→ **Instructions for the task**:
In the passage on faith, update the text between "Why does my" and "from ordinary science.", inclusive, replacing "ordinary science" with "conventional science".

→ **Page excerpt**:

Recently, I've had an inordinate number of conversations regarding faith. Well, it would be more accurate to say that I've received a series of admonishments re: the fact that I still possess any faith more than I've had real conversations about it. A conversation would imply that there was a dialogue and what I'm referring to usually just consists of people telling me that were I more enlightened or researched, I would have dispensed with my faith a long time ago. I have a heart condition and some have actually suggested that my heart is responsible for my "irrational" belief. I've been labeled a medical zebra… a fanciful little term…because my condition does not prescribe to the rules that have been attributed to it by modern medicine. So yes, you could say this has made me all the more unwilling to cast off my faith in favor of a science that fails to explain the breadth of my physicality…but it also clearly demonstrates that our failure to understand something in its entirety cannot negate its existence. Needless to say, the suggestion that my faulty heart is responsible for my faith is just as stupid as it is insulting. While I can, on a certain level, understand those who might want, for whatever reason, to dispense with faith…I cannot comprehend why their choice to throw it off has to bring my judgment into question. I think my ability to empathize with such a view is a testament to my possession of the very rationality I have been told I am lacking.
Why does my belief in something others don't prescribe to have to ultimately equate to some kind of deficiency? What is a genuine understanding of something anyway? My personal experience has shown me that we cannot concluded that the present course of human evolution of knowledge is only to be gained from ordinary science.
And I have to ask...is it not the very nature of man to believe?
As I'm writing this, I'm realizing that faith isn't something you ever have to defend. It is a profound knowing you have within you that cannot always be explained or necessarily understood. And despite the ineffable quality of faith, I think modern scientific methodology and spirituality can be in complete accord. All we need to do is look at the process of how we go about knowing with any certainty. Our knowing is usually independent of whatever thing we are investigating. Knowledge of something presupposes knowledge of the self doing the task. So….it would make sense that knowledge of god, or faith, or whatever you want to call it, is ultimately a question of self knowledge.

→ **Exercise data**:
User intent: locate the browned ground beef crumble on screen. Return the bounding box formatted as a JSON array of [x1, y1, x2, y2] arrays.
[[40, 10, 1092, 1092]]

→ **Response below**:
Why does my belief in something others don't prescribe to have to ultimately equate to some kind of deficiency? What is a genuine understanding of something anyway? My personal experience has shown me that we cannot concluded that the present course of human evolution of knowledge is only to be gained from conventional science.